Bounding box annotation entries
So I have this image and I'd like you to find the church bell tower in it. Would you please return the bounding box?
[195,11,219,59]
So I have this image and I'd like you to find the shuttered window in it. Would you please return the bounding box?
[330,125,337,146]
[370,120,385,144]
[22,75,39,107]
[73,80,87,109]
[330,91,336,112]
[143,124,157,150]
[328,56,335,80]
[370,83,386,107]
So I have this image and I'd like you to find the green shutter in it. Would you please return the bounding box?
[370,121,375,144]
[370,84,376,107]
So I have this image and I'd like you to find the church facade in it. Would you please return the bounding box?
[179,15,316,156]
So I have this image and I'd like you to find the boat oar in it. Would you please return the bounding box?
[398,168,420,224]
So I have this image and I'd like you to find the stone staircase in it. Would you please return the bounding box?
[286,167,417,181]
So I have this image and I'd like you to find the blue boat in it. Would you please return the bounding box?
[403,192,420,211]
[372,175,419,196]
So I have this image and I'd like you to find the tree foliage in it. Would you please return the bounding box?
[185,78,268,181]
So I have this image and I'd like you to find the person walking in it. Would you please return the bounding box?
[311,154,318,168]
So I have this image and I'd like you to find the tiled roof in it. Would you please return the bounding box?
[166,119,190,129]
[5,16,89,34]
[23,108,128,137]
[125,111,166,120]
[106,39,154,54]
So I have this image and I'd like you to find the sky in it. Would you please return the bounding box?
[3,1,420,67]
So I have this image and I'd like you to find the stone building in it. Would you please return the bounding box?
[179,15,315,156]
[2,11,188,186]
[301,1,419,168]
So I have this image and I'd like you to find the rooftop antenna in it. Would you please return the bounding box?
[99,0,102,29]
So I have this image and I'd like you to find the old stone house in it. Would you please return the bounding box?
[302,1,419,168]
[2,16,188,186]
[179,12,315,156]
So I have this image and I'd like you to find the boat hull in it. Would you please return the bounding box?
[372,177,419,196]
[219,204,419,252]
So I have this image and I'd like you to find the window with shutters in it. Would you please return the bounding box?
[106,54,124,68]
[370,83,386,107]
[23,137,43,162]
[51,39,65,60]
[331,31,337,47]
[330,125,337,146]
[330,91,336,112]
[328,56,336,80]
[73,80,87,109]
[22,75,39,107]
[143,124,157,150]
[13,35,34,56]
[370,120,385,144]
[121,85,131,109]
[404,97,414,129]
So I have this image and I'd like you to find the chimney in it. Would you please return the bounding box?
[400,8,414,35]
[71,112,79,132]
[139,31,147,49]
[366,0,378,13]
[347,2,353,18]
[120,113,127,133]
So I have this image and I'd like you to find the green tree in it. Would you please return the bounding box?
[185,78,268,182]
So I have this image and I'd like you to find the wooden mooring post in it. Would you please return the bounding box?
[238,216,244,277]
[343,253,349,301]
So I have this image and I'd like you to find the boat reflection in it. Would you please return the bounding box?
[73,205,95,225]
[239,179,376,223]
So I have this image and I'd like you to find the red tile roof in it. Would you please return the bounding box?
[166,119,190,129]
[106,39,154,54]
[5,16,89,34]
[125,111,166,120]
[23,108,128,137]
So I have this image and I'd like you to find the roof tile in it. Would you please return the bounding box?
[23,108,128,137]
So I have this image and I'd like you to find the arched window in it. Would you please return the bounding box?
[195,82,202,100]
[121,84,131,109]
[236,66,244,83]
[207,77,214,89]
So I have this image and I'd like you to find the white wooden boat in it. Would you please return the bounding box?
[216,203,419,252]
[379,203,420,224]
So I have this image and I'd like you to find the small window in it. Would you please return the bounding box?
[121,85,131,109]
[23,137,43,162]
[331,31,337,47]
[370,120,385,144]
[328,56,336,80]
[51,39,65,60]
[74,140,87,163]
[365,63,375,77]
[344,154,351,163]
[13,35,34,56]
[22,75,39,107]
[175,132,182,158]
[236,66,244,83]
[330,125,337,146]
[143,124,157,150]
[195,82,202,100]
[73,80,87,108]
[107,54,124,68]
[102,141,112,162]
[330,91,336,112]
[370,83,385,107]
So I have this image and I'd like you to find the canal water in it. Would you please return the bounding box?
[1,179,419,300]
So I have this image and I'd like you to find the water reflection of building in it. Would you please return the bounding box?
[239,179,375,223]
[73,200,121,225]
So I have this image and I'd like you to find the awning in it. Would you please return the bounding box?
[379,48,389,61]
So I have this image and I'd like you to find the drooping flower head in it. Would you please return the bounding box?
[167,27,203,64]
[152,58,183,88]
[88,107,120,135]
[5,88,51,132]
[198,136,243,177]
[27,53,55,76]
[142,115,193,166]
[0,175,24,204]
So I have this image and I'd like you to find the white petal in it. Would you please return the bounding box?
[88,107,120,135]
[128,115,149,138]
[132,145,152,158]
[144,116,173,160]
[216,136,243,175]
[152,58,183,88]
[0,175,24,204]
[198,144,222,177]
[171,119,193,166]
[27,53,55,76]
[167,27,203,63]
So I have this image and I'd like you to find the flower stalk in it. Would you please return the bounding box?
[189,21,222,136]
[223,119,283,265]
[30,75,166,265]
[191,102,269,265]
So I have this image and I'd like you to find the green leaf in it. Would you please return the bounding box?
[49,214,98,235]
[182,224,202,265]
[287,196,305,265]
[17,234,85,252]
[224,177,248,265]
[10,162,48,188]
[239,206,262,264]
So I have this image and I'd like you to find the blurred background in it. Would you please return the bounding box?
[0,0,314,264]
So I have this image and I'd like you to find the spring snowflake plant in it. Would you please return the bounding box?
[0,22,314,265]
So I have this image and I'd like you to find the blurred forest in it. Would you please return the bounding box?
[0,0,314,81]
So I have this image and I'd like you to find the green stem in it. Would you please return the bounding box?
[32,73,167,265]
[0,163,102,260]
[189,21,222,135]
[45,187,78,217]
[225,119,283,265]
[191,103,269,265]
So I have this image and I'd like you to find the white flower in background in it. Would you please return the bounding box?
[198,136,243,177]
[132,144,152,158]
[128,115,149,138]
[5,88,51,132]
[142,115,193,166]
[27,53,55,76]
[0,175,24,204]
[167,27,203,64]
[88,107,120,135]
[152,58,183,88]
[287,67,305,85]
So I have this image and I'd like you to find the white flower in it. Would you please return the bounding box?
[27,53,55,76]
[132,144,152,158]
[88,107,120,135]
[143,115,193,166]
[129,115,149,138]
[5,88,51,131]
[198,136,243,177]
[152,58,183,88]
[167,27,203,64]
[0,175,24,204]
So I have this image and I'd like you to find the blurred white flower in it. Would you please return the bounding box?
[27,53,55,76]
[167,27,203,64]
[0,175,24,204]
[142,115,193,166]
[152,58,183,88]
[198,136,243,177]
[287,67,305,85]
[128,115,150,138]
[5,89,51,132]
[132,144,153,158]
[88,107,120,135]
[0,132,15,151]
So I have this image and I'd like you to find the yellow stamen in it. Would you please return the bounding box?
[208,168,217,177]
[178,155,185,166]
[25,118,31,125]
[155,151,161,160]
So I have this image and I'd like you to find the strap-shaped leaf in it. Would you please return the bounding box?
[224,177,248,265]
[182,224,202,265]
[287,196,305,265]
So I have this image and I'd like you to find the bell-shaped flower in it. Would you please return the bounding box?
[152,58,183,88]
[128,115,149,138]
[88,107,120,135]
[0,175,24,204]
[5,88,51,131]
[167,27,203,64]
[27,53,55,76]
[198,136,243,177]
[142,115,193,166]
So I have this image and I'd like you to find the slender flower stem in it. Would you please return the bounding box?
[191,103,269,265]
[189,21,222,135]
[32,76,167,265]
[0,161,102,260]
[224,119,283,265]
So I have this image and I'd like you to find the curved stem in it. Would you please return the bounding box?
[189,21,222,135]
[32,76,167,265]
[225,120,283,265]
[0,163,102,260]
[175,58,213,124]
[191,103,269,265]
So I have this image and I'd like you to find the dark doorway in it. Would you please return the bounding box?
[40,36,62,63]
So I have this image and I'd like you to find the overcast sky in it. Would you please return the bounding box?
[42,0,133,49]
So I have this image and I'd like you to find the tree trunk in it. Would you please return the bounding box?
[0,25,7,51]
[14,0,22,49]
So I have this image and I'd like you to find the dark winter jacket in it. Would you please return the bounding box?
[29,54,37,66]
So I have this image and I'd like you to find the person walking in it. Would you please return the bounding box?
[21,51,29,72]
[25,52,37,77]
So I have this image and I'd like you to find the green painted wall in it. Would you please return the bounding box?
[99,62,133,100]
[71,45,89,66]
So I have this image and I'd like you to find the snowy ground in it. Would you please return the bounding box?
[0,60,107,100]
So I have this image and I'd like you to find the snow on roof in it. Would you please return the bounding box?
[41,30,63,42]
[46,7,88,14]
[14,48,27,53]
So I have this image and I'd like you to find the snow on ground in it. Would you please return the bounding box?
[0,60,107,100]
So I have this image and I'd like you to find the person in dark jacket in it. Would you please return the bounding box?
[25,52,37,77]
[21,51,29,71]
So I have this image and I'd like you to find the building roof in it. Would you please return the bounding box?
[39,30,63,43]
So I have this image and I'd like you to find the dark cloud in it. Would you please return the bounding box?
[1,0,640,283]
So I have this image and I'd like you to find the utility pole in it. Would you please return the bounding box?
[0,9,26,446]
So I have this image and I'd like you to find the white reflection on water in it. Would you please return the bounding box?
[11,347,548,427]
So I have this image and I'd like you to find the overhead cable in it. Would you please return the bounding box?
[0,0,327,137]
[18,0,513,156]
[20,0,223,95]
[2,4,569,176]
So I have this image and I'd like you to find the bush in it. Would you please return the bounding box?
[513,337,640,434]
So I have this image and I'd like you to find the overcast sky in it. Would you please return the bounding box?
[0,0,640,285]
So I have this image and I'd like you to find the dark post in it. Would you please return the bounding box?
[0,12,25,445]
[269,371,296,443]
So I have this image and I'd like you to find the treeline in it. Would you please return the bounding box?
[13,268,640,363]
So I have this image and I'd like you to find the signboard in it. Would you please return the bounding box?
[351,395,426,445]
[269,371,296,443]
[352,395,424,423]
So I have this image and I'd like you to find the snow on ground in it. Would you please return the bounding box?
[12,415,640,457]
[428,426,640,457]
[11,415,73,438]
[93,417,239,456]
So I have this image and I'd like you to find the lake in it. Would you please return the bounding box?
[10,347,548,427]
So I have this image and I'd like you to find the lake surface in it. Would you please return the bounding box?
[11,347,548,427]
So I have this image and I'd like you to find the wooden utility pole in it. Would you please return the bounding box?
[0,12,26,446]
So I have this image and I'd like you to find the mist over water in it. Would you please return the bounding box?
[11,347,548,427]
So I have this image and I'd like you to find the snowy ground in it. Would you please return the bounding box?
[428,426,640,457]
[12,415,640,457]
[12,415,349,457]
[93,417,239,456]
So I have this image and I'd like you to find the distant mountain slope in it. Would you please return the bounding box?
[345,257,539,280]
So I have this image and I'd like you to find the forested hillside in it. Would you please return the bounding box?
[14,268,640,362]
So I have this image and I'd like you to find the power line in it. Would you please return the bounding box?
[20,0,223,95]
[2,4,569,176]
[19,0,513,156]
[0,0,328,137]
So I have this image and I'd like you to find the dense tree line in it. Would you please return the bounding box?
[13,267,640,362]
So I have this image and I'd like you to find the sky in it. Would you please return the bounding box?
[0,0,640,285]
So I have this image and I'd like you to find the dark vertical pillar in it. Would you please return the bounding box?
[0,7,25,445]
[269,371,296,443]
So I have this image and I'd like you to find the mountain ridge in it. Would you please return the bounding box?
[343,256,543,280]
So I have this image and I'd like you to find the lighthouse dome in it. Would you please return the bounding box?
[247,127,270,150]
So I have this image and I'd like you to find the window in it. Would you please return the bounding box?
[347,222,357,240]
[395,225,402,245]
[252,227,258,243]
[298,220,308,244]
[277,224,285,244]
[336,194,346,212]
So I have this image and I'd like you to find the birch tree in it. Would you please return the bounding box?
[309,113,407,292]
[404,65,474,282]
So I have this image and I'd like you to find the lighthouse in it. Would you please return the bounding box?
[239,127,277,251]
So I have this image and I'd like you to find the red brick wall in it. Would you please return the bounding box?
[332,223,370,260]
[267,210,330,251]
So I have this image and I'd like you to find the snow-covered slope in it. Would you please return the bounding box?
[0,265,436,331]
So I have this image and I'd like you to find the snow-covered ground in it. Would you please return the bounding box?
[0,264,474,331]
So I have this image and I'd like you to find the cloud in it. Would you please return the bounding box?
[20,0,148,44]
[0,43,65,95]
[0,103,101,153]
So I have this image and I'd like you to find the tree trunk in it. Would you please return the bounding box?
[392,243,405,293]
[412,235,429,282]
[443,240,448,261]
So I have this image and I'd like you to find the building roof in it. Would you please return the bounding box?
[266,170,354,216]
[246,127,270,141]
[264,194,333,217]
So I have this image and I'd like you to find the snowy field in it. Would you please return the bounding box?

# STATED TASK
Reproduce every line of the data from the line with "find the slender" up to and including the line with "[0,9,26,446]". Shift each bounding box coordinate by -88 and leave all other text unchanged.

# SOLUTION TO THE EXERCISE
So I have this image and I'd like you to find the slender flower stem in it. Would you please return the bounding box?
[103,15,181,177]
[101,-67,134,47]
[-56,-12,79,177]
[-88,73,14,172]
[136,31,195,177]
So I have this image and I'd like you to find the curved stem in it. Would you please return the bounding box?
[101,-67,134,47]
[-56,-12,79,177]
[137,32,195,177]
[-88,75,14,172]
[87,-30,125,36]
[103,15,181,177]
So I have this image and I'd like you to find the dark doorway in it. Would you please return the bounding box?
[-48,-52,-26,-25]
So I have this image and I'd like you to find the overcast sky in it. Would you please return the bounding box?
[-46,-88,45,-39]
So I have this image and I'd like you to find the tree trunk in it. Would you please return the bounding box?
[-88,-63,-81,-37]
[-74,-88,-66,-39]
So I have this image and I'd like you to find the dark winter jacket in it. Would you please return the bounding box?
[-59,-34,-51,-22]
So I have this image and I'd like you to find the person walking in it. Would you please return the bounding box?
[-67,-37,-59,-16]
[-63,-36,-51,-11]
So I have this image and I'd like you to find the green painted wall in it. Would you please return the bounding box?
[11,-26,45,12]
[-17,-43,1,-22]
So I have this image and I'd like you to find the snowy ground in it. Would you please return the bounding box?
[-88,-28,19,12]
So I have this image and I'd like you to find the snow on roof in it. Would you please return the bounding box?
[-47,-58,-25,-46]
[-42,-81,0,-74]
[-74,-40,-61,-35]
So I have this image and I'd like you to find the snow on ground in it. Would you please return the bounding box?
[-88,-28,19,12]
So I have this image and I'd like you to find the person in dark jacket in it. Would you please return the bounding box?
[-63,-36,-51,-11]
[-67,-37,-59,-17]
So I have this image and I'd like you to find the building roof in it. Would you please return the bounding box?
[-49,-58,-25,-45]
So I have this image and I'd like you to find the dark cloud in it. Would you please return the bounding box?
[-87,-88,552,195]
So I have this image and I'd like you to find the utility pole in it. Would you please return the bounding box?
[-88,-79,-62,358]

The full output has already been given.